*Stated exercise*
Count the lines in the items below that contain the string "parked". Reply with the number alone.

*Excerpted data*
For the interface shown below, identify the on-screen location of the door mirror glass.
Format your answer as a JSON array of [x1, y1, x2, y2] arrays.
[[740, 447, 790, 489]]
---
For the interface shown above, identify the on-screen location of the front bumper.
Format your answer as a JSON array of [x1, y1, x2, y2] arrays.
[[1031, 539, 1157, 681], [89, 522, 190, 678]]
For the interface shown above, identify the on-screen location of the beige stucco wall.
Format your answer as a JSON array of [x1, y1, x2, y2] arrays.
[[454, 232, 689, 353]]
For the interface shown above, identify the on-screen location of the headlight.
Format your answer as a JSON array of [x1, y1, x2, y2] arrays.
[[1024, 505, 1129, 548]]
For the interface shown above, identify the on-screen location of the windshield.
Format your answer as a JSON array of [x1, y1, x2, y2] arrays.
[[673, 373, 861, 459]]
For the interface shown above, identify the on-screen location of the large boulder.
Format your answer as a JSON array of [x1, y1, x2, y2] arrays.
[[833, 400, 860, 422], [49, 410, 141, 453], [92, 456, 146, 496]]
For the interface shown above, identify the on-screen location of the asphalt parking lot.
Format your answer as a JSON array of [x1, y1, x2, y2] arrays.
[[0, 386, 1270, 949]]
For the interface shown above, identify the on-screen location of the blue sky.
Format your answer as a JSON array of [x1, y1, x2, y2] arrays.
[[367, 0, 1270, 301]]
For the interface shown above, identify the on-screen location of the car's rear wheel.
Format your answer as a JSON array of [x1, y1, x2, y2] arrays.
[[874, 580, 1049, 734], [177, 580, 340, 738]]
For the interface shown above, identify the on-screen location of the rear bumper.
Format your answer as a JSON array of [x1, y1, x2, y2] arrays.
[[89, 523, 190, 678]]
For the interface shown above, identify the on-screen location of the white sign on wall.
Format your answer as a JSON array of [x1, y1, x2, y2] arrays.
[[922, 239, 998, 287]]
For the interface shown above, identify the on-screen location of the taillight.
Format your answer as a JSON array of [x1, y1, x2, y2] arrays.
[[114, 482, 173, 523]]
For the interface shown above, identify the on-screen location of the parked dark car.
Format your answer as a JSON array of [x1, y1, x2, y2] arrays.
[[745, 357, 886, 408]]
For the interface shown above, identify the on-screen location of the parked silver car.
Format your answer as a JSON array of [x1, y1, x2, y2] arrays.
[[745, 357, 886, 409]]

*Result for this exercise*
2